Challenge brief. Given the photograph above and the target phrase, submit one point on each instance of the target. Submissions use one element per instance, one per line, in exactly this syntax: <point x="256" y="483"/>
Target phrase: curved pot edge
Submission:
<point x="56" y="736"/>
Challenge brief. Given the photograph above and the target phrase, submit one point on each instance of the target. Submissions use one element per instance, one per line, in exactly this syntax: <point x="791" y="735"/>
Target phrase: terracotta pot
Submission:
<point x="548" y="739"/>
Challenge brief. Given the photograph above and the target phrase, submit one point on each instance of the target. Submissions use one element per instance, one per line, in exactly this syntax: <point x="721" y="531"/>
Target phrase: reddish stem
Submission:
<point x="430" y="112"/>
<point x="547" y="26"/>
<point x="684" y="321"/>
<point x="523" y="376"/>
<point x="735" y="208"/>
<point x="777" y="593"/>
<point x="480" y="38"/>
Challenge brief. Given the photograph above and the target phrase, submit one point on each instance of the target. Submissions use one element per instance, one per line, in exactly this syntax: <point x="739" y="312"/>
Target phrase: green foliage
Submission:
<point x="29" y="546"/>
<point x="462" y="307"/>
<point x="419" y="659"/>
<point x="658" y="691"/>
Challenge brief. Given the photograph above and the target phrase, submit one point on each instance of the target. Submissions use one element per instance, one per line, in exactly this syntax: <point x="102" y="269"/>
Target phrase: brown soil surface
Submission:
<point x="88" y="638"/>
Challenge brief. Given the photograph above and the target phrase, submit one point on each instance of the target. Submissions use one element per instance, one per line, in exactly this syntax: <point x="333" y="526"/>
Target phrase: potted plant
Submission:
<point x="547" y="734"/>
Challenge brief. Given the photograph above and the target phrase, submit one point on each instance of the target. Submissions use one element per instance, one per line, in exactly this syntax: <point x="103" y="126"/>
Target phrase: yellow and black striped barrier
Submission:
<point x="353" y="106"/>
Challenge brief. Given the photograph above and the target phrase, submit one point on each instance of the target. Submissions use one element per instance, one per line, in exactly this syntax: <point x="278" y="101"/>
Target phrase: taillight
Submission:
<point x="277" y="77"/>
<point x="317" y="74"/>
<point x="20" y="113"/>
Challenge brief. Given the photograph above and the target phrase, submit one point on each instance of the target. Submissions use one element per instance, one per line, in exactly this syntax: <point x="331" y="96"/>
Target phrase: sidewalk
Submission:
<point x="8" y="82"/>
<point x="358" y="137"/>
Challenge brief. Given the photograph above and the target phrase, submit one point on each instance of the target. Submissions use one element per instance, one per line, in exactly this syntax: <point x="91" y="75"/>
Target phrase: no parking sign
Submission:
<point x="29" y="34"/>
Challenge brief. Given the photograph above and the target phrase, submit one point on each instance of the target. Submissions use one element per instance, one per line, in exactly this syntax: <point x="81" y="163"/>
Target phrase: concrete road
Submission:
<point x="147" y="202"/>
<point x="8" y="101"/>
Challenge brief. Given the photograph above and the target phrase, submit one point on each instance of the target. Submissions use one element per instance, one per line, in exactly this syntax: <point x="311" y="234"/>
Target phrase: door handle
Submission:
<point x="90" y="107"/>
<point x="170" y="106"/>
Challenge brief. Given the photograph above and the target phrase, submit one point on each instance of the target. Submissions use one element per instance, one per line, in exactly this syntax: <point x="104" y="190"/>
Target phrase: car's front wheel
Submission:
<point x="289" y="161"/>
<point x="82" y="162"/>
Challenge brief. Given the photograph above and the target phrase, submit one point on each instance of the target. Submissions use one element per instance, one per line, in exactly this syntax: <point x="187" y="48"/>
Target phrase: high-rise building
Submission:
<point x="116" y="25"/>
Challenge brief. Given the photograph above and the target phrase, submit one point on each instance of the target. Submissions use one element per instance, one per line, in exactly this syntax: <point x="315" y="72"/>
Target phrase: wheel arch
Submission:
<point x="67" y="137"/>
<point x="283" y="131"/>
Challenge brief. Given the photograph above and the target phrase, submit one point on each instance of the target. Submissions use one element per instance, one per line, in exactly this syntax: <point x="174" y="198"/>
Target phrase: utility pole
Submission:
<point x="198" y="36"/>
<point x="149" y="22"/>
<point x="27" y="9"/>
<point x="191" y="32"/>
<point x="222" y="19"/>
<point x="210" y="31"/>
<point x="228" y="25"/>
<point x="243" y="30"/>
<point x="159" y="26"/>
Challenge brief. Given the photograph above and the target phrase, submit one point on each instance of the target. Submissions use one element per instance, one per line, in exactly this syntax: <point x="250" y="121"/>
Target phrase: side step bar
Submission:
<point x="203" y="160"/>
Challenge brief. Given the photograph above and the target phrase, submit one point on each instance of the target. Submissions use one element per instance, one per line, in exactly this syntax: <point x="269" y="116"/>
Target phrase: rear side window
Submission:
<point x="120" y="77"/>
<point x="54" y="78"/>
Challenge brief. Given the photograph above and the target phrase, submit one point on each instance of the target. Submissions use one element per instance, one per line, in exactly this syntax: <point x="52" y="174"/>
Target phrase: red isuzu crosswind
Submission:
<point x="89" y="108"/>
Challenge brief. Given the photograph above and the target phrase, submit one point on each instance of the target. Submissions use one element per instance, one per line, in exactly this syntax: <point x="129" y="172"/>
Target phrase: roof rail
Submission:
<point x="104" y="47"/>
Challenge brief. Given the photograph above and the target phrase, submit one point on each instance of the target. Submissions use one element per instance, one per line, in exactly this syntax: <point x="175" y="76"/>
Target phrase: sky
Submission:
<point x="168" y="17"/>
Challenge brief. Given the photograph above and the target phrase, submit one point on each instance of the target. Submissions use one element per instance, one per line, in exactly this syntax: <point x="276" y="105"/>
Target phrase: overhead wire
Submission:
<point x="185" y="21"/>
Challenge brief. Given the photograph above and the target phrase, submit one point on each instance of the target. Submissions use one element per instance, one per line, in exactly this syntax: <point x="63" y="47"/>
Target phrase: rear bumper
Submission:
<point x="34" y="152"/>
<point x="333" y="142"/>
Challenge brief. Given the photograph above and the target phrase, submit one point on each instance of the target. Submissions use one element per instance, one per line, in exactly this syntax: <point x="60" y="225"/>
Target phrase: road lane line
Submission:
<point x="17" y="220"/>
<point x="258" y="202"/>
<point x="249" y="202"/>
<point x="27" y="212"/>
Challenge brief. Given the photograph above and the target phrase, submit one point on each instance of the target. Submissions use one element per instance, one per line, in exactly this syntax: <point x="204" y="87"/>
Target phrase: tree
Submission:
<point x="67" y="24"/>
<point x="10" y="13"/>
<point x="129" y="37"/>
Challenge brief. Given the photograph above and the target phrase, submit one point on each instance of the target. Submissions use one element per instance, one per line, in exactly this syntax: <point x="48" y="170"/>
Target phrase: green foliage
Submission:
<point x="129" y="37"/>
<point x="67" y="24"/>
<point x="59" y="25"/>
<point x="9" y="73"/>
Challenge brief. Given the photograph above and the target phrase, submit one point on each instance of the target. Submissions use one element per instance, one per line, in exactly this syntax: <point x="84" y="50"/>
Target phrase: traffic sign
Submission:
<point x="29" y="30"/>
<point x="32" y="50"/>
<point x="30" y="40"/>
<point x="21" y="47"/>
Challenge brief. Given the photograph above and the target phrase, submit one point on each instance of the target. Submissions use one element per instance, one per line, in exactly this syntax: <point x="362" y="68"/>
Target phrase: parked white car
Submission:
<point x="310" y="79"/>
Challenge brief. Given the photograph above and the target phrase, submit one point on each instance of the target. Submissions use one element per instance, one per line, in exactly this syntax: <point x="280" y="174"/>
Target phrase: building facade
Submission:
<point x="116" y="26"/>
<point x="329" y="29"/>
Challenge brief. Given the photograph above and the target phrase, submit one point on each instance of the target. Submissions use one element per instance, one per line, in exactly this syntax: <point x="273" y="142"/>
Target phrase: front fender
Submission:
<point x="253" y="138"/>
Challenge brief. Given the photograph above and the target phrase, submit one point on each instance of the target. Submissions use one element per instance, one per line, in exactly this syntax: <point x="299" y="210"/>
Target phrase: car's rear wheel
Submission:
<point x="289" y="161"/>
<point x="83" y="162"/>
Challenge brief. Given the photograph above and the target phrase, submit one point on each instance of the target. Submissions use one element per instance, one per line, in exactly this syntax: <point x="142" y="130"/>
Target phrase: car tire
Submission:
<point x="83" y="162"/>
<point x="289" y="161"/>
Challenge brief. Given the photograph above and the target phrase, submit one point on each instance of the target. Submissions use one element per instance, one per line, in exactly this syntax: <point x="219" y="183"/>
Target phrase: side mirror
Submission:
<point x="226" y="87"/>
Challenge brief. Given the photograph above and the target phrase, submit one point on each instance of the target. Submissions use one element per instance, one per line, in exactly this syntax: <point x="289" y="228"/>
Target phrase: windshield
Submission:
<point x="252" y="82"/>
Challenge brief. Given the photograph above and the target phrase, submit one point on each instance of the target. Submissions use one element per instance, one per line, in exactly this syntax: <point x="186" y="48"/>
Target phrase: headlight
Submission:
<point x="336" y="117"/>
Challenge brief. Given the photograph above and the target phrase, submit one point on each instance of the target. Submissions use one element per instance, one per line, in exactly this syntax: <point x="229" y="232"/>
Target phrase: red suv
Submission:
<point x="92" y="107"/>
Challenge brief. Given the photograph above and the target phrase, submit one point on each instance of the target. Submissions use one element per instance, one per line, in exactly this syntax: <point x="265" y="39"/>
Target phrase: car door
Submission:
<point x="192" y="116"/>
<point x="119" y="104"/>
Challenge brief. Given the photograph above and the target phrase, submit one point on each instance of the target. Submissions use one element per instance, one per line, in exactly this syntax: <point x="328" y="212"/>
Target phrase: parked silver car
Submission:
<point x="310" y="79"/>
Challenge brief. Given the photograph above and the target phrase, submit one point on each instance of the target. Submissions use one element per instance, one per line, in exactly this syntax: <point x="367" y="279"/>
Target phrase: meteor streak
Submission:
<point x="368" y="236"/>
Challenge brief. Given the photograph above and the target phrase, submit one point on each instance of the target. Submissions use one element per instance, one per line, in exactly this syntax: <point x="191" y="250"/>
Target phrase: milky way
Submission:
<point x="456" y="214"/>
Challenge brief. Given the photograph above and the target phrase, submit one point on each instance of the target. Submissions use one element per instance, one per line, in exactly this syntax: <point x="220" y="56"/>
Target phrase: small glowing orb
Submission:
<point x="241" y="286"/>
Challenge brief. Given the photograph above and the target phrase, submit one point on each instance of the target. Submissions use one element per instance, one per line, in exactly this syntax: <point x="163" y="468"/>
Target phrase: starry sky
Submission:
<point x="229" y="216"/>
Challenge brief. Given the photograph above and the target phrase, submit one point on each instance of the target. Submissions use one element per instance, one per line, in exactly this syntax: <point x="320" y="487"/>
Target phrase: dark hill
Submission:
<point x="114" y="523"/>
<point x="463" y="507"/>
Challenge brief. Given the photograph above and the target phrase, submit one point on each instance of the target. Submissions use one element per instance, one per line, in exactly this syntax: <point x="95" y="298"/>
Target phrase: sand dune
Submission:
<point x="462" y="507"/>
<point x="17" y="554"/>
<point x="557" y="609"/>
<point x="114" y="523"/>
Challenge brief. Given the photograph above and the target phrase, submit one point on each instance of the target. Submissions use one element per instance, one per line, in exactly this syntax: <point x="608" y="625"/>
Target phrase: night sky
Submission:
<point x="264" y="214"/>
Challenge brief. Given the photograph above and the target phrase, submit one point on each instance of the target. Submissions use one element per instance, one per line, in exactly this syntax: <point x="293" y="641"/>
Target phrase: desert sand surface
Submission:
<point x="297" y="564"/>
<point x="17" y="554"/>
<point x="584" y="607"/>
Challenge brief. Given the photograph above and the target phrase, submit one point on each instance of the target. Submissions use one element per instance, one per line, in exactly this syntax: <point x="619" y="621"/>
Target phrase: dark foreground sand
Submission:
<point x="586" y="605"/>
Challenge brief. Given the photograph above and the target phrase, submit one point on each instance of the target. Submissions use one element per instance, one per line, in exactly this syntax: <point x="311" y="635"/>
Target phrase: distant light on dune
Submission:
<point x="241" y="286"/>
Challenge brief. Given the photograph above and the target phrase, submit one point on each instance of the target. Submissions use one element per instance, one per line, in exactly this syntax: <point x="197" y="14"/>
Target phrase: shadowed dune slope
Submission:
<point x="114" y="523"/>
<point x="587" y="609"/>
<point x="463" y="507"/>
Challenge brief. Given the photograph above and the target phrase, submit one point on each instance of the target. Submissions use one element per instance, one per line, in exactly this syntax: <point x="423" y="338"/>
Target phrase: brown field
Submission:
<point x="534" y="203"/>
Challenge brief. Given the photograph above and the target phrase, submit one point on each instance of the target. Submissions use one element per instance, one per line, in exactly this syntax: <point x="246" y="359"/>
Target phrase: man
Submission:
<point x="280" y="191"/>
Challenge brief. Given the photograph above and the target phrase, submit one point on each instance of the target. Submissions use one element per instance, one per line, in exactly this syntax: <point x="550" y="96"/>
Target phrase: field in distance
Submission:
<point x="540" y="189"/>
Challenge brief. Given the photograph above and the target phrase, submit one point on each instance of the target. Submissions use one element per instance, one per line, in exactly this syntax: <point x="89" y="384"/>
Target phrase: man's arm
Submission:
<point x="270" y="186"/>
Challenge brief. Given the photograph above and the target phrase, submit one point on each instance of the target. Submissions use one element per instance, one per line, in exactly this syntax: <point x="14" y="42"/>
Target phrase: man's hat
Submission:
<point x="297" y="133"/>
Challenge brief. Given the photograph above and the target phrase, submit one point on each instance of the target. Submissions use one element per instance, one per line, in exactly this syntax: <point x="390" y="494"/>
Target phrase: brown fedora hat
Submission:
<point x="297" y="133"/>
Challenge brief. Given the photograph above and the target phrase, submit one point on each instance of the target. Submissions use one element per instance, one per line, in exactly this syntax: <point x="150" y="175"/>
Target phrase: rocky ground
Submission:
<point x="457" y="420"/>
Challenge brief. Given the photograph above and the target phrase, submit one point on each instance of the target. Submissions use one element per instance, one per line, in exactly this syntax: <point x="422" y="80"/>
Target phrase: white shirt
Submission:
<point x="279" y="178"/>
-- -- --
→ WHAT THE TASK REQUIRES
Lines above that contain the string "road" make up the answer.

→ EXERCISE ANSWER
Target phrase: concrete road
Target phrase: road lane line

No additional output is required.